Passage given ->
======

For the past few weeks, I’ve been working on making our home network stable after experiencing random reboots on my router and bombing the connection at home just right before leaving for work. All problems have been fixed now since the start of this month so I’ve had the time to continue with this other home project. Continuing from where I got off on k3s, I finally attempted to run a 4G EPC network in a small virtualized cluster.
Before going further, first, I’d like to thank the author of the tutorial, Infinity Don over at Dev.to, for sharing this cool idea together with the docker images. Ever since my interest in virtualization and containerization started, I have been looking for a weekend past-time for getting my hands dirty with, and luckily I stumbled upon his article here.

======

Excerpted data ->
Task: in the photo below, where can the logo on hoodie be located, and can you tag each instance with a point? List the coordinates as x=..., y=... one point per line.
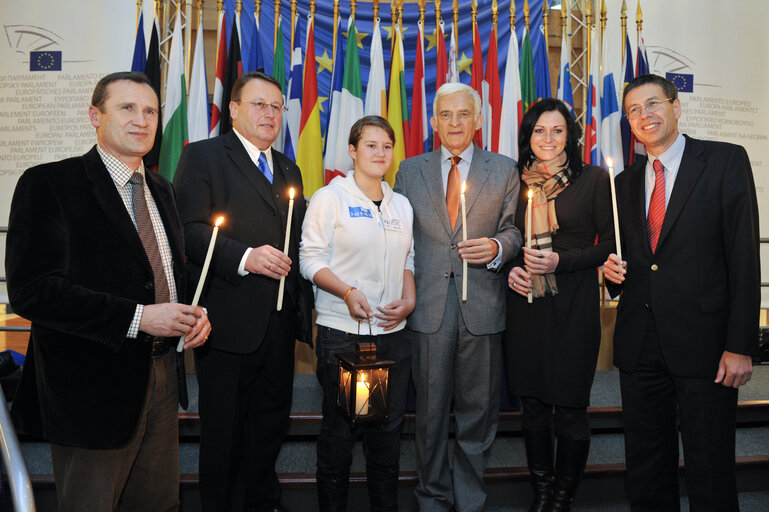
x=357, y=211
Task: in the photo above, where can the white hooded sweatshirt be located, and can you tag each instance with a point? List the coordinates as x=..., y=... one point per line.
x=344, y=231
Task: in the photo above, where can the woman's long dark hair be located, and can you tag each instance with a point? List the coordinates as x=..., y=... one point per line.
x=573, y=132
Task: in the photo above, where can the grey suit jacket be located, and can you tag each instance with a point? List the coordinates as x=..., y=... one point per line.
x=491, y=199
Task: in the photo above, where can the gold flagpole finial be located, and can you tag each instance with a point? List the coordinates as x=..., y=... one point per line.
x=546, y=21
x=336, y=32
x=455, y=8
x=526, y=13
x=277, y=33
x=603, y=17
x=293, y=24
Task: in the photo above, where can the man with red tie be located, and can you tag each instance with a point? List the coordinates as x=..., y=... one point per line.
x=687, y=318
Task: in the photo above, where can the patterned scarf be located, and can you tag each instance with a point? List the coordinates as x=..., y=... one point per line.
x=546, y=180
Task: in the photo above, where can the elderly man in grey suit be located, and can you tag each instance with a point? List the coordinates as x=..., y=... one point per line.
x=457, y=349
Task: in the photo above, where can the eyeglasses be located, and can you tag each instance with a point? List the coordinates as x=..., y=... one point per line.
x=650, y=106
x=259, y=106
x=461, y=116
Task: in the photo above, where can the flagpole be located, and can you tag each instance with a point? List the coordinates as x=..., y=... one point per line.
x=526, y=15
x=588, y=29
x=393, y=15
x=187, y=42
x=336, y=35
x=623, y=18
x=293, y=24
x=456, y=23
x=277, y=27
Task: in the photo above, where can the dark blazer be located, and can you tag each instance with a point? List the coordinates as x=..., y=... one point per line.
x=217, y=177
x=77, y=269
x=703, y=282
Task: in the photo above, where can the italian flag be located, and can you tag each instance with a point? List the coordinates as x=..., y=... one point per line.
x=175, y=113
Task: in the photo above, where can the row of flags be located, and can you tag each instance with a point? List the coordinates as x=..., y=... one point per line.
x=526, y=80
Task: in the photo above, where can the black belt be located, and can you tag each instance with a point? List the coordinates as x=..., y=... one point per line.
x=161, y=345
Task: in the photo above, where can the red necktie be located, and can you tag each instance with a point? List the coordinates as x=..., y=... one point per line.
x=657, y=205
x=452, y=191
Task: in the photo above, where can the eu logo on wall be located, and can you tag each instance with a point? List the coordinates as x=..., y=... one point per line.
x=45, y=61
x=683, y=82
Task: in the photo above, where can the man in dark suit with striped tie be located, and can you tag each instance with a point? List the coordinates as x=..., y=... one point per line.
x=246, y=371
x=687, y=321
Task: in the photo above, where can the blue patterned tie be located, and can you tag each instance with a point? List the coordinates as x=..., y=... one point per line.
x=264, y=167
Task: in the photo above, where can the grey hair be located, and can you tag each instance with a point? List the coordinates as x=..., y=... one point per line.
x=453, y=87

======

Challenges ->
a: Reproduce the entries word for word, from the line containing "Task: in the photo above, where can the grey hair" through the last of the entries.
b: Pick up the write-up about running a 4G EPC network on a small virtualized cluster and continue it from its final sentence.

Answers for the exercise ->
a:
Task: in the photo above, where can the grey hair be located, and can you tag each instance with a point? List the coordinates as x=..., y=... one point per line.
x=453, y=87

b:
The article details on how to get everything running but I somehow still faced few minor issues. I’d still recommend to refer to the tutorial if you are someone who takes troubleshooting as a fun challenge.
I like recording everything I execute so if you have the intention of creating your own network and don’t want to be spoiled, then I’d suggest not to continue and just go read the tutorial above instead.
If you are just interested in how I got things working, then feel free to continue.
The objective
In bullet points:
- Create a cluster for running EPC components as simple as possible.
- Use k3s as the kubernetes platform to have a smaller resource footprint.
- Use Calico as the CNI instead of flannel (comes with k3s by default).
- Use GNS3 for network simulation so I can start getting familiar with it for future projects.
- Learn packet core!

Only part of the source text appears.